- Written request 1
Decide whether each statement agrees with the court judgment excerpt, answering yes or no and quoting the words of the excerpt that settle it: (a) Mallett was convicted on Count 2; (b) Burrows pleaded guilty to the conspiracy charge; (c) Count 16 involves Lloyds and Scottish.
- Written request 2
Pick up the court judgment excerpt after its final sentence and carry it on with a further passage.

- Document passage

** start **

The learned Judge, early on in the summing-up – and nobody could say that she was wrong in so doing (I am referring in particular to page 53 of the transcript) – told the jury this when dealing with the interrelationship of the substantive charges on the one hand and the conspiracy charge on the other: "That is why it would be perfectly possible for you, if you believed it to be right, to come to the conclusion – and we are only dealing here with Graham and Mallett –that Graham and Mallett were in fact guilty of each of the offences with which he is charged, where it is a completed offence, but not guilty of the conspiracy. Because the prosecution say, 'We have to prove to you that they were concerned, as they were charged in counts 2 to 20, in carrying out completed offences, and then we will see if we can prove to you that they were more widely involved in that they were involved in a conspiracy.'" In short, as I tried to say a moment ago, there was the learned Judge in effect saying very succinctly and with faultless accuracy in law to the jury "Look at these specific individual transactions, are they isolated transactions or are they part of a wider conspiracy? It is open to you to take either view. You may say there was here a conspiracy in which some or all of these men were involved, or you may take the view that these are only isolated transactions but consider all these cases separately and reach your conclusion in the light of the view you take." Ultimately, as I have said, Graham was convicted on the conspiracy charge and Burrows pleaded guilty to the conspiracy charge. Mallett was not so convicted, nor was he convicted on Count 2. He was convicted, in the end, on Counts 11, 15 and 16. As I have already said, Count 16 does not involve Lloyds and Scottish it involves another company and since Mr. Farrington advanced an argument on Count 16 first, I will deal with that first.

** end **

[Shape annotation entries]

** start **

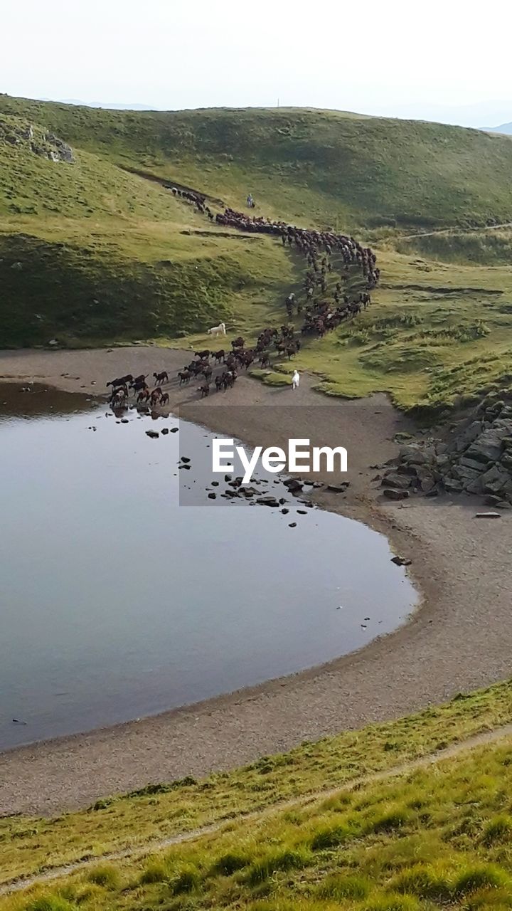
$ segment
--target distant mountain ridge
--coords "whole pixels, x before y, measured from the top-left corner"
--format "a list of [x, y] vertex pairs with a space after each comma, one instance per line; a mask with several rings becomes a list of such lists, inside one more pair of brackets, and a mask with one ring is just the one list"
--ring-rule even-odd
[[508, 133], [512, 134], [512, 123], [502, 123], [499, 127], [487, 127], [487, 133]]

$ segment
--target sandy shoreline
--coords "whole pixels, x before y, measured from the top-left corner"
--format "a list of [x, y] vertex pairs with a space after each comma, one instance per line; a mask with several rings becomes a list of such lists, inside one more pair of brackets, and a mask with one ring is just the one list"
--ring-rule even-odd
[[[102, 394], [107, 380], [119, 374], [168, 369], [174, 375], [186, 360], [184, 352], [143, 347], [3, 352], [0, 382], [34, 380]], [[170, 406], [192, 404], [186, 414], [249, 443], [279, 444], [276, 433], [285, 439], [306, 426], [312, 443], [333, 445], [342, 430], [351, 486], [346, 496], [322, 492], [318, 502], [382, 531], [396, 552], [412, 559], [422, 608], [392, 635], [321, 668], [140, 722], [5, 752], [0, 754], [0, 813], [51, 814], [148, 781], [227, 769], [510, 674], [508, 517], [476, 522], [471, 500], [417, 499], [404, 507], [380, 503], [370, 466], [394, 454], [393, 435], [404, 426], [383, 396], [364, 404], [342, 403], [314, 393], [302, 377], [292, 399], [288, 388], [241, 377], [226, 396], [199, 404], [197, 385], [179, 390], [172, 384]], [[279, 413], [269, 407], [283, 404]]]

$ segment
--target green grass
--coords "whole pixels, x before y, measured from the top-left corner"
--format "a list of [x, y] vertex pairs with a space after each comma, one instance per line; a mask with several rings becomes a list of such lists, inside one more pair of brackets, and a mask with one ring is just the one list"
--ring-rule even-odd
[[[32, 125], [43, 145], [51, 129], [75, 163], [2, 142], [2, 124], [15, 134]], [[507, 382], [512, 230], [485, 226], [512, 219], [511, 167], [510, 138], [438, 124], [0, 96], [0, 346], [56, 337], [189, 347], [220, 320], [228, 343], [281, 323], [283, 297], [301, 287], [300, 258], [271, 238], [217, 230], [138, 170], [204, 190], [214, 209], [240, 208], [251, 189], [266, 215], [371, 241], [382, 270], [372, 306], [304, 340], [294, 364], [327, 394], [384, 391], [400, 407], [438, 415]], [[281, 384], [289, 369], [274, 359], [254, 374]]]
[[[37, 886], [0, 901], [0, 908], [510, 908], [512, 837], [504, 814], [511, 792], [510, 742], [481, 746], [235, 820], [194, 842], [98, 868], [99, 875], [88, 870]], [[327, 832], [343, 837], [326, 838]]]
[[[89, 875], [96, 870], [97, 879], [107, 881], [111, 879], [112, 865], [106, 865], [101, 856], [109, 851], [229, 821], [282, 801], [307, 798], [316, 791], [339, 787], [511, 721], [512, 683], [507, 682], [412, 717], [304, 743], [289, 753], [262, 757], [245, 768], [217, 773], [199, 782], [154, 783], [128, 795], [106, 795], [88, 810], [54, 819], [0, 819], [0, 882], [83, 857], [97, 857], [97, 866]], [[292, 818], [295, 810], [290, 812]], [[375, 815], [374, 824], [381, 834], [402, 826], [402, 816], [393, 812], [390, 815], [390, 809], [383, 805]], [[405, 814], [405, 826], [407, 820]], [[494, 844], [506, 838], [507, 824], [504, 807], [495, 828], [486, 831], [486, 841]], [[334, 849], [352, 835], [350, 822], [326, 815], [315, 829], [310, 848]], [[160, 861], [155, 863], [152, 872], [147, 873], [148, 881], [160, 875]], [[247, 866], [247, 854], [233, 844], [220, 853], [216, 864], [217, 872], [227, 875], [226, 871]]]
[[440, 124], [301, 108], [138, 112], [0, 96], [117, 164], [311, 223], [486, 224], [512, 217], [512, 142]]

** end **

- Task result 1
(a) No: "nor was he convicted on Count 2."
(b) Yes: "Burrows pleaded guilty to the conspiracy charge."
(c) No: "Count 16 does not involve Lloyds and Scottish"

- Task result 2
10

Count 16 was a count under section 15(1) of the Theft Act and it charged Mallett with obtaining £895 from Lombard by deception, namely false representations that the particulars on the hire purchase agreement concerned relating to a Volvo car were correct. This was one of three counts relating to what one might call a "dead man". The dead man in question was called Barnes. The other two counts relating to the dead man Barnes were Counts 9 and 14 but, as I have already mentioned, the learned Judge withdrew Counts 9 and 14 from the Jury so the Jury had only, in relation to Barnes, to consider Count 16.

11

Barnes – and this seems to be clear beyond all doubt –had died on the 7th March, 1973. The Crown case was that on the 21st May, 1973, Mallett, knowing perfectly well that Barnes was dead, had used his name in a hire purchase transaction in order to put him (whom he knew to be dead) forward as an intended hire purchaser of a car. The learned Judge dealt with this at page 200 of the summing-up when she dealt with the law as to what had to be proved for an offence against section 15(1) of the Theft Act.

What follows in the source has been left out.